### Tasks and exercises
A. List every family member named in the passage about bone and apricot trees.
B. Restate more briefly the paragraph of the passage about bone and apricot trees that begins "And in the core, the bitter seeds."

### Passage

■ ■ ■ ■ ■ ■ ■

Updated: Mar 2
By Benjamine Mo
It is bone and wanting bone. It is the sight of an apricot tree in winter. Auntie explains the numbness of her leg with finger pressed against hardened sinew. In the bone. It is humming a raven song, always, humming and feeling in the bone.
Mama explained to me the prognosis in Mandarin, and I could understand bone. But how do you translate what is within bone and of bone and eating from the base of the spine? Perhaps only apricot cores know the secret of interior and humming, humming interior.
And in the core, the bitter seeds. My Auntie eats bitter apricot kernels that rupture boils on skin; they are a promise in common words of life altogether again. But they turn cyanide in the stomach, and burrow deep into the pit of the belly.
Starve the tumor. This is the eyes of Uncle, who sees cell by cell and branch by branch of the apricot tree. Meat is dangerous, is appeasing and a hesitant bow. The apricot seed, though, is touted and toxic, but toxic and a necessitated toxic. It is the toxicity of salvation. And Uncle sits at the kitchen table—of Old China, New China, and America; he is watching Auntie eat bitter kernels, a man whose pupils ground seed and herb and whose hum is for no one and no Earth but that of his love.

■ ■ ■ ■ ■ ■ ■

### Data excerpts

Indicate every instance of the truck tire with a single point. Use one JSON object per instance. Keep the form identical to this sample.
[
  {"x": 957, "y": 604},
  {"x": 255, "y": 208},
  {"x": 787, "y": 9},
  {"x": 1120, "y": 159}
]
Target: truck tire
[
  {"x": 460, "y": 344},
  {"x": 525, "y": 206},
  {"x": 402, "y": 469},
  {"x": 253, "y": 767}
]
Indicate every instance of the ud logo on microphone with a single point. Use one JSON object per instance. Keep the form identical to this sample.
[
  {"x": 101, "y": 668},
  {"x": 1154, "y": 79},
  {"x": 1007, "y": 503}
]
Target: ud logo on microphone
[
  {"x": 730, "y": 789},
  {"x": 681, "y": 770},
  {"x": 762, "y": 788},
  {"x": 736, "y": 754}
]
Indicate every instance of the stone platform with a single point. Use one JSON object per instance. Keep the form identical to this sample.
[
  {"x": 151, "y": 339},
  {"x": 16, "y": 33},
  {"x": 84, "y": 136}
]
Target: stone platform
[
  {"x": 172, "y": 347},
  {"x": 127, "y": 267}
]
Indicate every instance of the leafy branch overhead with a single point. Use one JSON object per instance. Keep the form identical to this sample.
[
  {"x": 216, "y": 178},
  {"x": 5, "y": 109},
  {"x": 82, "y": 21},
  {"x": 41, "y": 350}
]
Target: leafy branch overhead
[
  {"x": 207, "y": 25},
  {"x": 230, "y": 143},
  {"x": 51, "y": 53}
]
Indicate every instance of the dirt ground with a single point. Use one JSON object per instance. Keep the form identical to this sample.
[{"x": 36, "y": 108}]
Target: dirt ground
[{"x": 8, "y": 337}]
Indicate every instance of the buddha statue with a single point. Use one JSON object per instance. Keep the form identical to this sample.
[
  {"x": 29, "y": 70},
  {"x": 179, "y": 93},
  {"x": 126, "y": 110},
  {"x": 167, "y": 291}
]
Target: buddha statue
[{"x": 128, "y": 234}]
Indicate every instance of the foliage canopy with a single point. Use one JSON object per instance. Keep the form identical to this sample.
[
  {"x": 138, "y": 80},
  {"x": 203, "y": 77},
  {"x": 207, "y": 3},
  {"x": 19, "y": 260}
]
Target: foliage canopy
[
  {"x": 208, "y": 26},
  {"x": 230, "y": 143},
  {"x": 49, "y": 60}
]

■ ■ ■ ■ ■ ■ ■

### Set of answers
A. Auntie, Mama, Uncle

B. Auntie eats bitter apricot kernels from the core. They break open boils on the skin and are commonly promised to make life whole again. However, they turn into cyanide in the stomach and burrow deep into the belly.